ACTION ITEM :: Set down the passage of the Chance News excerpt between "Is it (a) over" and "Formula: Wanna Bet?", inclusive.

Chance News 7
Sept 26 2005 to Oct 15 2005
quotation
While writing my book [Stochastic Processes] I had an argument with Feller [Introuction to Probability Theory and its Applications]. He asserted that everyone said "random variable" and I asserted that everyone said "chance variable." We obviously had to use the same name in our books, so we decided the issue by a stochastic procedure. That is, we tossed for it and he won.
Joe Doob
Statistical Science
Forsooth
Peter Winkler suggested our first forsooth.
Texas beats Ohio State in their opening game
of the season (Saturday Sept 10 2002). The sportscasters (legendary Brent Musburger on play-by-play or Gary Danielson on analysis) observed that of the 14 teams who have previously played in the championship game (at the end of each season) 5 have suffered an earlier defeat. "Thus," they conclude, "Ohio State can still make it to the championship game, but their chances are now less
than 50%."
Discussion
What is wrong with this?
Here are two forsooths from a recent issue of RSS NEWS
Waiting time for foot surgery down by 500%
Evening News (Edinburgh
5 July 2004
'Big ticket quiz' at the start of Wimbledon:
Q. How many punnets of strawberries are eaten each day during the Wimbledone tournament?
Is it (a) over 8,000, (b) over 9,000 or (c) over 10,000?
BBC radio 5
20 June 2005
Waiting time for foot surgery down by 500%
Fortune's Formula
Fortune's Formula: Wanna Bet?

Stored data entries
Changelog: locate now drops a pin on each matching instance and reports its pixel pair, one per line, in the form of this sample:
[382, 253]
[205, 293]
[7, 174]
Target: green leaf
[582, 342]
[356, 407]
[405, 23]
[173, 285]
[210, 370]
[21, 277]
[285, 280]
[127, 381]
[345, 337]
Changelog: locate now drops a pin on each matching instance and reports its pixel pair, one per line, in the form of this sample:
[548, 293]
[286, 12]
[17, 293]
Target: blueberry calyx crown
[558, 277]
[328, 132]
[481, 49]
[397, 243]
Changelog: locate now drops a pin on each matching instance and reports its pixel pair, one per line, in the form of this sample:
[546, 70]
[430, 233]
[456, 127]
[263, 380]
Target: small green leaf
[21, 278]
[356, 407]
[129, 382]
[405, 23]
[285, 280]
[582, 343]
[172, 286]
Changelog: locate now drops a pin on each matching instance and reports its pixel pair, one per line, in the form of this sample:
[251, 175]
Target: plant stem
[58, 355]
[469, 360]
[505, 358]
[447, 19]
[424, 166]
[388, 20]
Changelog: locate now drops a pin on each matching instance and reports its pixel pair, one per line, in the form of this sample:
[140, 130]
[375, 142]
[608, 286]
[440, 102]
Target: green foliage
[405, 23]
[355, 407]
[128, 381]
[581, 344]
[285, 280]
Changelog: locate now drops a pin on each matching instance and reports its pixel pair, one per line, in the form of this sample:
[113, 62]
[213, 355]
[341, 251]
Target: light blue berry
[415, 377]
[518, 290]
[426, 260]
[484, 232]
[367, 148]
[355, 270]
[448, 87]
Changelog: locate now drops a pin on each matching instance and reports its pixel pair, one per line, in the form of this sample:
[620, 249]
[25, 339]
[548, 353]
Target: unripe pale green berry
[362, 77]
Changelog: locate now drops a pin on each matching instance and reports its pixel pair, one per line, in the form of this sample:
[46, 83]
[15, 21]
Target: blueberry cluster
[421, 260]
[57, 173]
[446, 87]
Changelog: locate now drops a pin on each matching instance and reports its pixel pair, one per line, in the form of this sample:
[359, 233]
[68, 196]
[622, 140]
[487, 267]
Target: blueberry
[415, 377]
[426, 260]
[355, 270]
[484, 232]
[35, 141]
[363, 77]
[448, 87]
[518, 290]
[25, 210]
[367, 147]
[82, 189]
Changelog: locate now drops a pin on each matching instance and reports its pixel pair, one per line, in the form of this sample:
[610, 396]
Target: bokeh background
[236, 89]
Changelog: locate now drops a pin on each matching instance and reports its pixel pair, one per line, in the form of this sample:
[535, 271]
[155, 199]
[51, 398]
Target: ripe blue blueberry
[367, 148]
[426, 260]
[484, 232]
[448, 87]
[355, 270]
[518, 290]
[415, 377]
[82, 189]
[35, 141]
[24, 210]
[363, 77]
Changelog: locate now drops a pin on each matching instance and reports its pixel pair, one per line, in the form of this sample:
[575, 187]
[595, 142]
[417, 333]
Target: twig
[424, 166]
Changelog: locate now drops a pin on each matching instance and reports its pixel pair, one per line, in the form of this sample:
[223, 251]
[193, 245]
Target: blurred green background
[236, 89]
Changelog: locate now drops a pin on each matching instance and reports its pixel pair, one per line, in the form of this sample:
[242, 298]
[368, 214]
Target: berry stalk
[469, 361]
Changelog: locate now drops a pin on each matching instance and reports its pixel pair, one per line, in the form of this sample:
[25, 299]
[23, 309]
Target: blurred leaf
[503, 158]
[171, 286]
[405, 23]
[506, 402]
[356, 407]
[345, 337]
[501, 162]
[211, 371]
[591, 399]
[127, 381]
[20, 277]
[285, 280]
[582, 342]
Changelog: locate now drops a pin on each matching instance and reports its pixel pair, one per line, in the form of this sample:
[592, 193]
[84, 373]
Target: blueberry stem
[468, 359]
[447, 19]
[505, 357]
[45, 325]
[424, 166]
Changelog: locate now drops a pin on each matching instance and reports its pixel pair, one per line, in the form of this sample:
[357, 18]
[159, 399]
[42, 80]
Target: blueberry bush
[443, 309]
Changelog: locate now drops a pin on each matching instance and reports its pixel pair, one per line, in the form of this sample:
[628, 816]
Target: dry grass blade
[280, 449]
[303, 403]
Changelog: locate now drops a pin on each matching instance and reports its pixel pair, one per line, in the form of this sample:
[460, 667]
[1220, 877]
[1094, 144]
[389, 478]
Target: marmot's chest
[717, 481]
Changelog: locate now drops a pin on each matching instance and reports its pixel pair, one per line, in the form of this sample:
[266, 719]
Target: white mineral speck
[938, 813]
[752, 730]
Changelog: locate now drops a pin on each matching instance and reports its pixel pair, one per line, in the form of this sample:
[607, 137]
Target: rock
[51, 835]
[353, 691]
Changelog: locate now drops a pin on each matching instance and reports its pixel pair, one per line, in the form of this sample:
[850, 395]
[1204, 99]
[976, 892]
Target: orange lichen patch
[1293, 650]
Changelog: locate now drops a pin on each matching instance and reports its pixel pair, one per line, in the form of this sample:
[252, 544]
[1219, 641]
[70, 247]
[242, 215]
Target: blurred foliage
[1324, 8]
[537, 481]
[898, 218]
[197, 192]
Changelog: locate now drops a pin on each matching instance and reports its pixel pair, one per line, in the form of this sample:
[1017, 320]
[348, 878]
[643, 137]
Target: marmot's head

WRITTEN REPLY ::
Is it (a) over 8,000, (b) over 9,000 or (c) over 10,000?
BBC radio 5
20 June 2005
Waiting time for foot surgery down by 500%
Fortune's Formula
Fortune's Formula: Wanna Bet?